───── PASSAGE
Audio Musings by Sean Olive: June 2010

Sound quality in mainstream music recording and reproduction is all but dead, at least according to the media reports published over the past year [1]-[6]. On the music production side, music quantity (as in volume and decibels) matters more than quality and dynamic range. Record executives and producers are forcing artists to squash the dynamics and life from their music in order to be the loudest record on the charts [5],[6]. Listening to one of these albums can induce an instant migraine, making you wonder if the record companies aren’t secretly owned by the makers of Excedrin (see slides 2-4 in this article’s accompanying PDF slide presentation or this YouTube Video ).
──────────
───── GIVEN ENTRIES
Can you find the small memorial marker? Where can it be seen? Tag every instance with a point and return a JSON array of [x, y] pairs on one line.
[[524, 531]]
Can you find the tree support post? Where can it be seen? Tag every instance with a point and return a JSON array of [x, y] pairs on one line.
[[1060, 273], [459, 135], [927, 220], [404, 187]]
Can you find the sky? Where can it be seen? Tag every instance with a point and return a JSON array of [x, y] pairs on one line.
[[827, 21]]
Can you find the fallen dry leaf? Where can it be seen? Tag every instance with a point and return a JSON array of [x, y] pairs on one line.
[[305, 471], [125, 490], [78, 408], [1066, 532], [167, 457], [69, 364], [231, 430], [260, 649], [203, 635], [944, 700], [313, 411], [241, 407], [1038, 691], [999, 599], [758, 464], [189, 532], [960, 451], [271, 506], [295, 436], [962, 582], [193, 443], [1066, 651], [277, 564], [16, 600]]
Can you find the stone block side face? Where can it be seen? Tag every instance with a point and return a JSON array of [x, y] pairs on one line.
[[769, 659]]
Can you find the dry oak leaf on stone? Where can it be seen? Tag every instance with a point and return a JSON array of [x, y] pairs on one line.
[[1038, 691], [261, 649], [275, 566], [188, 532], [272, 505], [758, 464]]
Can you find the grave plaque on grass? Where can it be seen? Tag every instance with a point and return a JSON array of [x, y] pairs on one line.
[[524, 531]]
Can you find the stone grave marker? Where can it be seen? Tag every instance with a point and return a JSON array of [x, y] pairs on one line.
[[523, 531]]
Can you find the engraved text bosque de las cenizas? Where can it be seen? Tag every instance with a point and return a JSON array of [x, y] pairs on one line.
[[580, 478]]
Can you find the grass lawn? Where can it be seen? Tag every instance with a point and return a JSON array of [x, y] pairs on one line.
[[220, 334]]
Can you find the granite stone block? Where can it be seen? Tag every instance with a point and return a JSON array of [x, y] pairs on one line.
──────────
**ACTIONS TO TAKE**
- A) Answer these about the sound quality post:
(i) What says that sound quality in mainstream music recording and reproduction is all but dead?
(ii) On the music production side, what matters more than quality and dynamic range?
(iii) Who is forcing artists to squash the dynamics from their music, and why?
- B) Write out the part of the sound quality post between "Sound quality in" and "YouTube Video ).", inclusive.
You won't need the material for any of this.

**THE REPLIES**
- A)
(i) Media reports published over the past year.
(ii) Music quantity, as in volume and decibels.
(iii) Record executives and producers, in order to be the loudest record on the charts.

- B)
Sound quality in mainstream music recording and reproduction is all but dead, at least according to the media reports published over the past year [1]-[6]. On the music production side, music quantity (as in volume and decibels) matters more than quality and dynamic range. Record executives and producers are forcing artists to squash the dynamics and life from their music in order to be the loudest record on the charts [5],[6]. Listening to one of these albums can induce an instant migraine, making you wonder if the record companies aren’t secretly owned by the makers of Excedrin (see slides 2-4 in this article’s accompanying PDF slide presentation or this YouTube Video ).